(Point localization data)
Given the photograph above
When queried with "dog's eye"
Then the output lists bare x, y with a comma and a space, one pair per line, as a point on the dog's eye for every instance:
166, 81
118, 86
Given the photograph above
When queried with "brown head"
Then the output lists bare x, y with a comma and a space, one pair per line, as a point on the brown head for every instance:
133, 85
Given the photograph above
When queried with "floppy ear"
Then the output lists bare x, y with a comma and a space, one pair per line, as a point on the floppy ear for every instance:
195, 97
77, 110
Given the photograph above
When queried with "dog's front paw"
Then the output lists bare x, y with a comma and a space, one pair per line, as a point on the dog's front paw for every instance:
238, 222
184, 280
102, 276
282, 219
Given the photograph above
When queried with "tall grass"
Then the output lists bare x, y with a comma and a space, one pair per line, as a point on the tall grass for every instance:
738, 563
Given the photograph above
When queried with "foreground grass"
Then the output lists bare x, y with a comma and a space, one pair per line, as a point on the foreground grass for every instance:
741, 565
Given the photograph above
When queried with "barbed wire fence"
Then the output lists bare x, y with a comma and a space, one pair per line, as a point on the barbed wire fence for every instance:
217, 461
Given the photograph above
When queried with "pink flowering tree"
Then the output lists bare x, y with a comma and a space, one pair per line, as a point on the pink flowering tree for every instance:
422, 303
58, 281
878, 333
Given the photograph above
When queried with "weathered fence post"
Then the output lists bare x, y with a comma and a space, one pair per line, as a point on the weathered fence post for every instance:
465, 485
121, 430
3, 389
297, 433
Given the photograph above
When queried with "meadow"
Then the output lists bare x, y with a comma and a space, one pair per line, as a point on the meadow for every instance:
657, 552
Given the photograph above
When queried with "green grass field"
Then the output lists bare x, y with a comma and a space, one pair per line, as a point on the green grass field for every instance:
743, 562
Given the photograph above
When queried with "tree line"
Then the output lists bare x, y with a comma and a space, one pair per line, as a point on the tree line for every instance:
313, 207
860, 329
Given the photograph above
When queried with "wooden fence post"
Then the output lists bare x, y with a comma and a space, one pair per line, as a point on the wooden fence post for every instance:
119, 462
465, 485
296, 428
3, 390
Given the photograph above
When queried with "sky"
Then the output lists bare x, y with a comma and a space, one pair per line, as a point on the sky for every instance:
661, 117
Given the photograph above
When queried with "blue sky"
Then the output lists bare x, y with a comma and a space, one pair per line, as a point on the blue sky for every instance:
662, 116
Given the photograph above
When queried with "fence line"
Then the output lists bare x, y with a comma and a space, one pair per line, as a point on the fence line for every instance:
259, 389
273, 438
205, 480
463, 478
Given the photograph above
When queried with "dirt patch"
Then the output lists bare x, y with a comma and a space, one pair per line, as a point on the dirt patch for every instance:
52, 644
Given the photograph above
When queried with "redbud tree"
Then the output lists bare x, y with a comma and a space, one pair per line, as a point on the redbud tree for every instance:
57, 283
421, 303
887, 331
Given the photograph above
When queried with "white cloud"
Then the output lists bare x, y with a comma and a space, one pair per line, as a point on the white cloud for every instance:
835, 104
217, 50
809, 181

▶ **PROBLEM STATEMENT**:
Copy the records above, keeping every word the same.

▶ **EXERCISE ANSWER**:
Given the photograph above
When queried with "dog's eye"
Then the output lists bare x, y with a comma and a space, one pair per line, as a point on the dog's eye for every instance:
166, 81
118, 86
Given the photograph above
When queried with "brown head"
Then the output lists bare x, y with a comma and a space, one pair per line, as a point on the brown head for every instance:
133, 85
Given the photograph above
When queried with "floppy ear"
Then the output lists bare x, y with a comma and a space, one pair per line, as a point on the floppy ear for every instance:
195, 97
77, 110
Given the photograph above
When queried with "dog's front paw"
Then the output lists bare x, y with a comma and a space, one pair per line, as a point on the dog's front paw for every instance:
238, 222
184, 280
102, 276
282, 219
Given the photograph above
When queried with "tall grass"
Then the output lists bare x, y with a comma and a space, one pair per line, as a point on the tall grass for every instance:
738, 563
Given the photograph above
When queried with "foreground grass"
Then the output lists bare x, y with a comma and a space, one pair per line, as a point on the foreground grass for every instance:
741, 565
Given the photograph above
When queried with "barbed wire fence"
Then the output lists bare x, y with a comma and a space, one pair per line, as a point on the barbed wire fence for every instance:
217, 461
Given the photograph above
When queried with "pink flowering tree"
Then the output lists bare x, y with a comma and a space, one pair per line, as a point on the pink flowering tree for every instance:
422, 303
58, 281
878, 333
Given the photograph above
When queried with "weathered fence post"
Then the output lists bare x, y with a comma and a space, one pair per line, as a point on the weathered fence post for every instance:
465, 485
121, 430
3, 389
297, 433
Given the photograph above
When queried with "meadow"
Then the output lists bare x, y with a comma and a space, one pair per line, as a point on the meadow for every instance:
657, 552
Given the photograph above
When queried with "green grass field"
Then the output lists bare x, y with a comma and a space, one pair per line, as a point on the green grass field for every instance:
743, 562
Given the photograph above
When queried with "tree line"
Then the output lists bare x, y with a comma and a space, one pair per line, as a point on the tree line for every instance:
313, 207
860, 329
Given the photograph above
When queried with "wooden fence post"
Then the output lists bare x, y with a comma and a space, one pair per line, as a point on the wooden fence post for every instance:
119, 462
465, 485
296, 428
3, 390
Given the photograph above
When queried with "sky"
Then the output lists bare x, y with a comma and a space, one pair per line, as a point on the sky for every instance:
661, 117
Given the photograph above
When queried with "blue sky"
Then the output lists bare x, y with a comma and a space, one pair per line, as a point on the blue sky for every instance:
662, 116
Given the photograph above
When queried with "fence line"
Then the output lists bare x, y with a comma and a space, one pair per line, as a point on the fence line for every instance:
259, 389
273, 438
205, 480
463, 478
Given the photograph above
When queried with "dirt patch"
Then the output lists bare x, y with a comma and a space, one pair per line, as a point on the dirt patch for every instance:
52, 644
Given the photograph above
When queried with "redbud tree"
Then the output lists bare x, y with a comma and a space, one pair per line, as a point on the redbud tree for every instance:
57, 283
421, 303
887, 331
Given the photograph above
When queried with "white cloud"
Then the output lists bare x, y with a comma and a space, one pair per line, as a point on the white cloud for every instance:
835, 104
217, 50
809, 181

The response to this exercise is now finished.